At another level, we accept the assertion that nature provides models for sustainability, and that there are abundant examples of natural systems and patterns to productively learn sustainability from, even if there are exceptions [4,5,17]. If this is indeed true, then we get what we ask nature for: the biomimicry practitioner’s intent must be for sustainability in order to get sustainability as an outcome [3,6,9,20]. Yet, most designers, our engineering students included, are situated at the product or product-technology scope, concerned with solving particular functional problems (the What) and not the general systems (the How) that produce functional artifacts [2,21,22]. The same must be true of the protagonists in many of the biomimicry stories told to socialize the practice. Expecting a holistic sustainability outcome from practitioners caught within conventional systems of production and consumption feels unreasonable. However, maintaining that relationship should not be acceptable.

**Dataset excerpts**

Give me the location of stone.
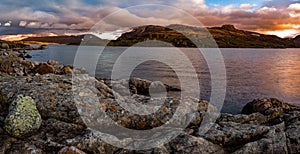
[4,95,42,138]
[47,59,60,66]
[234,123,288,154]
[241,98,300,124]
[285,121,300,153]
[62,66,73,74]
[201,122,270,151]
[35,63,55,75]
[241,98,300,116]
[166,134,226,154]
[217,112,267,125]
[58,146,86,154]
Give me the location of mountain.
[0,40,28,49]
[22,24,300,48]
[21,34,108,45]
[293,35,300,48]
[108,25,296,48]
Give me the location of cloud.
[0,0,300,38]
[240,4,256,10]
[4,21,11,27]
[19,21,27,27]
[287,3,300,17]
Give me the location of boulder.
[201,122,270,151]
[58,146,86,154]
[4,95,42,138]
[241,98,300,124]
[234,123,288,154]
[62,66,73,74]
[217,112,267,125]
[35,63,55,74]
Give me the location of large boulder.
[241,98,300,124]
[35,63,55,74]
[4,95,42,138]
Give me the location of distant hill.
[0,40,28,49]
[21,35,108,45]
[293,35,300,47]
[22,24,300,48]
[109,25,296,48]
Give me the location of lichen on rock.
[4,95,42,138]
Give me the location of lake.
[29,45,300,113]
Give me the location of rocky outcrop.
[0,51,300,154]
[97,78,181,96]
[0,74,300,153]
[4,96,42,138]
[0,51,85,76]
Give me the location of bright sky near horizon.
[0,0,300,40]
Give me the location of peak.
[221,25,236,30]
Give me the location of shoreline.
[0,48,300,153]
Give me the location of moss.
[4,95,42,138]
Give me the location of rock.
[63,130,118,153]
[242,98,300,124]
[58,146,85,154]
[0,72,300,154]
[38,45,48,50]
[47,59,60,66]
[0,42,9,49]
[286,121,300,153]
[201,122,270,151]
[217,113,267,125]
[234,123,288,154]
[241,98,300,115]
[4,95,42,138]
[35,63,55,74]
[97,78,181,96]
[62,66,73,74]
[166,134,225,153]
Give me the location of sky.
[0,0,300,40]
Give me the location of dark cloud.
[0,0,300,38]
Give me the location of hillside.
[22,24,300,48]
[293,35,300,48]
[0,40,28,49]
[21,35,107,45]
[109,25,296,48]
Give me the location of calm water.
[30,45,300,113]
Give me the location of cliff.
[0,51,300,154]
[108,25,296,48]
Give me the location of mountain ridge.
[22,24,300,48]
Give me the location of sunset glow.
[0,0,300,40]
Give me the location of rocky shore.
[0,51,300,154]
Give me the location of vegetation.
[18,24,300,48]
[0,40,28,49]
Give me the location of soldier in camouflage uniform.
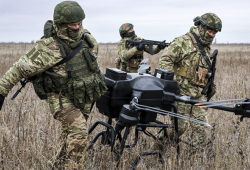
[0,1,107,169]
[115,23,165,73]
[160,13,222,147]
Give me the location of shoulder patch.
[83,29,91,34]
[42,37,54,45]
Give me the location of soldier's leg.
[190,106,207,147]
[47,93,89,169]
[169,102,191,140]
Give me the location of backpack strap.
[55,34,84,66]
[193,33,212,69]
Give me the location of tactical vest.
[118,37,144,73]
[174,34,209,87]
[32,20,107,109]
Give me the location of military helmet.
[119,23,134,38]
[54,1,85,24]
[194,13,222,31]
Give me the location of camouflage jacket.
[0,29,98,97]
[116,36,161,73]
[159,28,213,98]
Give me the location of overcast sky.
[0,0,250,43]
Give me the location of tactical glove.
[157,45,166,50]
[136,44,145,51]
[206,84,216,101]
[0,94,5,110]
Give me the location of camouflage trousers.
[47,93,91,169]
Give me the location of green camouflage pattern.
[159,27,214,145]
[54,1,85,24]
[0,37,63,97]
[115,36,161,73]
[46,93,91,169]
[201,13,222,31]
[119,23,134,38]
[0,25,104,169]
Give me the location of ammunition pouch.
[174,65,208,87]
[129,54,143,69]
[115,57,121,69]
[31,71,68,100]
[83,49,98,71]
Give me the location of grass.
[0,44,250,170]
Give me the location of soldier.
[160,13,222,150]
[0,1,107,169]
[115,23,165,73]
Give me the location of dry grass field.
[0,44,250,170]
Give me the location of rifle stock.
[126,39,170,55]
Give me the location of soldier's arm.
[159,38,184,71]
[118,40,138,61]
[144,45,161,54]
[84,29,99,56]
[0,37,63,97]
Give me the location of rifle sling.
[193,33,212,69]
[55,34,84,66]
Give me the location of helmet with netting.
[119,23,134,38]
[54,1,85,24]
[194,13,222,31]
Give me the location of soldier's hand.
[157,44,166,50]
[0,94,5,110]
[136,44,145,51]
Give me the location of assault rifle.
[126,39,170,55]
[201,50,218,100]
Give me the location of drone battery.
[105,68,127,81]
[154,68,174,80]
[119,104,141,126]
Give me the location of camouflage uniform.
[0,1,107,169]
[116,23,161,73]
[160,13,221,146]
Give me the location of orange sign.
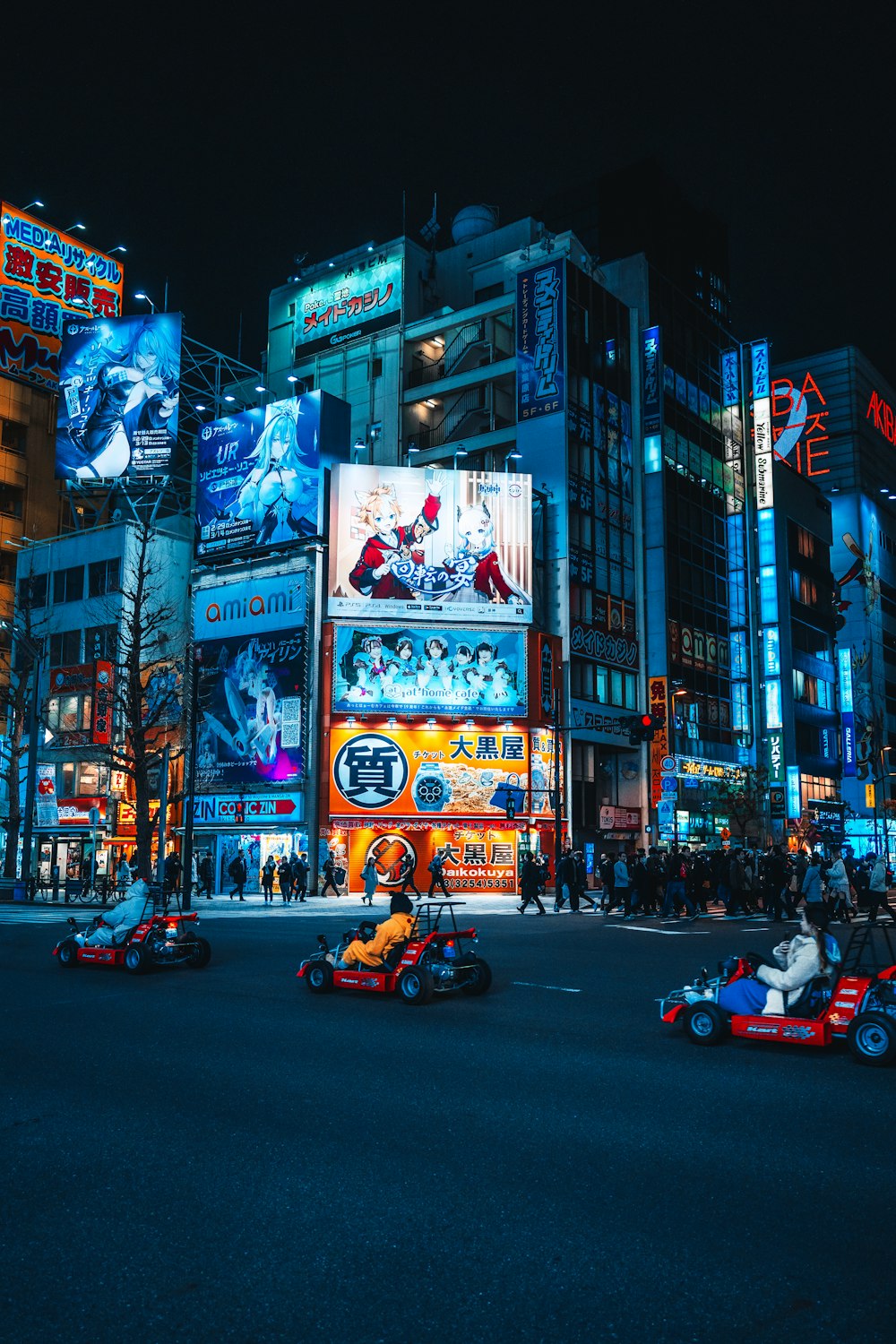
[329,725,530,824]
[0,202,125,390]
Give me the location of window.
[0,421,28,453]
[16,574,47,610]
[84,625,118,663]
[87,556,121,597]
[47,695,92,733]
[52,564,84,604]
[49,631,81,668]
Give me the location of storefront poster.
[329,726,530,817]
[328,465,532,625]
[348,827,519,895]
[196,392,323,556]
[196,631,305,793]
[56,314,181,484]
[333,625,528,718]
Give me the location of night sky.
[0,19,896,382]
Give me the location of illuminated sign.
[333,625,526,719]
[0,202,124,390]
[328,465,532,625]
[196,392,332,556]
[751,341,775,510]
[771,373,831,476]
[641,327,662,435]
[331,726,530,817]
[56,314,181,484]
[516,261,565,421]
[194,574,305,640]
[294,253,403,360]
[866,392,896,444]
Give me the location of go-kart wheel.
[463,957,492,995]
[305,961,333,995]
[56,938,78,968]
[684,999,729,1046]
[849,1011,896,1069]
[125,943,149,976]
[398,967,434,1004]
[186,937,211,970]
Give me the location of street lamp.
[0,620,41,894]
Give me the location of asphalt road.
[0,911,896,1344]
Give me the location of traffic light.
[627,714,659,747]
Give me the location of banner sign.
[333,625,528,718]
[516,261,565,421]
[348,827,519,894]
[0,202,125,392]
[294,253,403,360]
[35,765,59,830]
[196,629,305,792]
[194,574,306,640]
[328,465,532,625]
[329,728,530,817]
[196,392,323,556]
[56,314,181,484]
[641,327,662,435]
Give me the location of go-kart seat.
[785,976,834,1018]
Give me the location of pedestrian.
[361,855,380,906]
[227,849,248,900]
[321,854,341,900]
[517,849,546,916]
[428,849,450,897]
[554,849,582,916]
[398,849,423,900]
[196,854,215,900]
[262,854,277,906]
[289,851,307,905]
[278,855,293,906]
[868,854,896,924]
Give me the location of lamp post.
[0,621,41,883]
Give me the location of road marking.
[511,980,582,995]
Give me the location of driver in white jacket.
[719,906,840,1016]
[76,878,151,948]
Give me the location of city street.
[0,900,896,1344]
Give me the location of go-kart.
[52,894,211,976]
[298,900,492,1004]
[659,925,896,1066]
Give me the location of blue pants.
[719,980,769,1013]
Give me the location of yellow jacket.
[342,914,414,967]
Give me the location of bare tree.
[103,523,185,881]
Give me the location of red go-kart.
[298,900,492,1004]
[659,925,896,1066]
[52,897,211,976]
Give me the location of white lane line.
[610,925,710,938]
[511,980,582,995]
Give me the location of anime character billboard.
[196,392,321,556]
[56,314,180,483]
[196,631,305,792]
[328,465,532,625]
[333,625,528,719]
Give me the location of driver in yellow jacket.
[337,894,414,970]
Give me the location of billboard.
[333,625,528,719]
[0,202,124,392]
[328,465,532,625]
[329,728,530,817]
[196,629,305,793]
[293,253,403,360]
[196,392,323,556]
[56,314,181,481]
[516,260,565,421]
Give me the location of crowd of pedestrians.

**Written request A**
Select every row that contains the string "boulder", matching case exactly.
**Written request B**
Continue the passage on biomimicry and sustainability from the point where it stops.

**Reply A**
Give me the location of boulder.
Give me the location of large boulder.

**Reply B**
Curricular studies are available describing the introduction of biomimicry in different ways across disciplines including architecture, business, design, engineering, and science among others, which are summarized elsewhere [17,23,24,25]. We did not find course reports or design guides that explicitly scaffold teaching sustainability as part of biomimicry practice. This situation is compounded by two additional issues. First, teaching and practicing biomimicry authentically is challenging and fraught with practical, methodological, and epistemological issues [2,5,9,25,26,27,28,29,30,31,32]. Second, there is a lack of knowledge of sustainability principles and practices on all sides. Most students and instructors new to biomimicry in our experience do not come with significant sustainability training. Even if they do, they vary, and it can be difficult to integrate sustainability concepts that did not originate within biomimicry, such as from life cycle analysis, ecodesign, cradle to cradle, green chemistry, or systems thinking [3,8,15,33,34,35,36,37,38], especially social ones [2,39].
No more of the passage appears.